#### EXCERPT PROVIDED:
+++

Social Development Minister Carmel Sepuloni has recommendations from a wide-ranging review of Working for Families to consider. Photo / Michael Craig
More families could receive a $72.50 a week tax credit, as part of a massive and “fundamental” change to the system, after a review of the $3 billion Working for Families tax credit system that ended last year.
A review of the scheme, which currently supports just under 350,000 families with children, is before Social Development Minister Carmel Sepuloni, and has found “serious design issues” in the way some of the tax credits are applied.
The review also found that one of the tax credits was so flawed that half of the families that received it were accidentally overpaid, creating a tax debt they might need to pay back, while most of the other half of families receiving the payment were underpaid during the year, and only got paid the credit as a “lump sum”.
It also warned that despite the tax credit system, “in-work poverty” was becoming an “increasing issue” for families.
“Sole earners, both sole parents and couples with only one parent working, have higher rates of income poverty and material hardship compared to households with two parents in paid work.
“Rates of poverty have also been increasing for this group, indicating a single income is becoming a less viable option for providing economic security and meeting basic needs,” it said.
The review, parts of which were released to the Heraldunder the Official Information Act, noted there was “significant complexity in the system, not just in the number of payments and the design of their policy settings, but also in the delivery of some payments across two different agencies”.
It listed several options to “simplify” the system - although these details were redacted and not released.
It warned that changing Working for Families soon represented the “best opportunity in the coming years to achieve substantial reductions in measured child poverty and to make significant ‘headway’ towards achieving the 10-year targets”.
Sepuloni told the Herald that “no decisions have been taken” and “we continue to consider the advice that we’ve been given”.
“Any decisions would have to be part of a Budget process if there were going to be any changes to Working for Families but I can’t preempt … whether or not it’s part of this Budget,” she said.
The Cabinet Paper launching the review said the Government was “committed to making fundamental changes to WFF [Working for Families] in the coming years. The review will consider changes to the structure and design of WFF payments, with a focus on support for additional in-work costs, particularly childcare costs, and administrative, operational and client experience improvements”.
Working for Families was introduced by the Helen Clark Government in 2004. It is a complicated network of tax credits that lifts incomes for families. It was particularly targeted to people in work, lifting their incomes. About 58 per cent of families with children receive the tax credits.
The review, launched in 2021, found the system was “largely fit-for-purpose”. It said the scheme was not an outlier internationally. Other countries also tried to use tax credits to encourage people to keep working, but to make sure that families did not drop into poverty.
The papers received by the Heraldshowed sector groups recommended broadening the number of families who receive the in-work tax credit, a payment of $72.50 a week for families with one to three children (and $15 a week for every fourth and following child).
Officials reported back to ministers that anti-poverty groups said this tax credit “should be paid to all families and not just those who are off a benefit and in paid work”.
“These stakeholders argued that the payment was discriminatory or unfair, particularly given children were unable to choose whether their parents were working. They also emphasised the need to value other contributions people make, such as caring for children or voluntary work,” the review said.

+++

#### Pointing items:
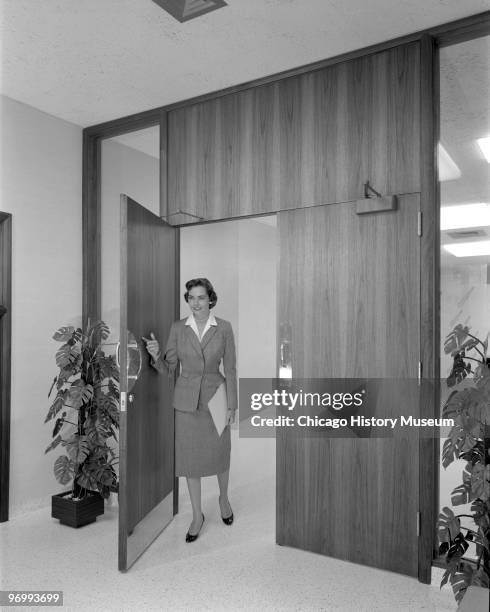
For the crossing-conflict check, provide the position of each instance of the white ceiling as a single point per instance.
(88, 61)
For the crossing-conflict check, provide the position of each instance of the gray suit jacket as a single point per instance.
(200, 376)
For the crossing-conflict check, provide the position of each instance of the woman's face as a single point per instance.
(198, 301)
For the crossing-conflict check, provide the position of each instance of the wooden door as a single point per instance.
(5, 353)
(305, 140)
(349, 291)
(148, 299)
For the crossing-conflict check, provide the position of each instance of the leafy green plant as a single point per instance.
(468, 441)
(86, 409)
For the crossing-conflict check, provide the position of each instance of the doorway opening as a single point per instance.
(239, 257)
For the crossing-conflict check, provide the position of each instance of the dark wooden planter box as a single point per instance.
(76, 513)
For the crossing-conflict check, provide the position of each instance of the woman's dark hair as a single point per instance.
(202, 282)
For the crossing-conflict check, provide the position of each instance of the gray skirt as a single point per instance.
(199, 451)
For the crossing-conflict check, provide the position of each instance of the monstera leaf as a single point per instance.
(63, 334)
(64, 469)
(78, 448)
(56, 406)
(459, 371)
(448, 525)
(79, 393)
(53, 444)
(455, 339)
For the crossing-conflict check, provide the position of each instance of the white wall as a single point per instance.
(41, 186)
(136, 174)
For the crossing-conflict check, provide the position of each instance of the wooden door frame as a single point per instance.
(430, 40)
(5, 360)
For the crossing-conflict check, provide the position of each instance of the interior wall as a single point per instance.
(240, 258)
(136, 174)
(41, 186)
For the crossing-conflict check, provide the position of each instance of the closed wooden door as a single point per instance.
(349, 292)
(148, 289)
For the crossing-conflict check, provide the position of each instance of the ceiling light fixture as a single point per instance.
(465, 215)
(476, 248)
(484, 144)
(183, 10)
(448, 170)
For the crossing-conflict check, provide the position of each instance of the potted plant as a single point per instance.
(86, 413)
(468, 441)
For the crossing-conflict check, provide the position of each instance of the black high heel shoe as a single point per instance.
(229, 519)
(189, 537)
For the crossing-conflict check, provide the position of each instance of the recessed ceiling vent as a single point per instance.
(467, 234)
(183, 10)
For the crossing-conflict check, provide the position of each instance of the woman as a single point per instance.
(199, 343)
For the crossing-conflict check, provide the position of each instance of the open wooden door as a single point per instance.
(146, 444)
(349, 293)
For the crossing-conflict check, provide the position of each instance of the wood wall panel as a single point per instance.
(305, 140)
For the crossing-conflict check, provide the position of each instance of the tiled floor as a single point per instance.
(227, 568)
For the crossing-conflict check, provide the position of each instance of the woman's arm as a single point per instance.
(170, 359)
(229, 366)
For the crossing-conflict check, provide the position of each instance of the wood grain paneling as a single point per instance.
(429, 302)
(5, 356)
(148, 288)
(349, 289)
(306, 140)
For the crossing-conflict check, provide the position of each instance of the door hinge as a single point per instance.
(123, 401)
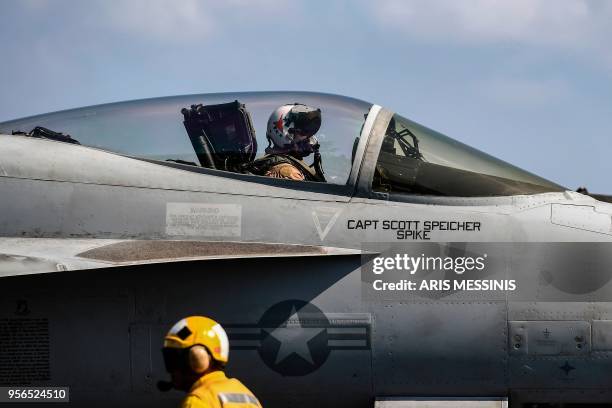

+++

#### EXERCISE DIRECTIONS:
Rewrite the paragraph of the Working for Families article that starts "Working for Families was introduced by the Helen Clark Government" as a short bulleted list that keeps its main facts. The items are separate material from the Working for Families article.

#### PROBLEM SOLUTION:
- Introduced by the Helen Clark Government in 2004
- A complicated network of tax credits that lifts family incomes
- Targeted particularly at people in work
- Received by about 58 per cent of families with children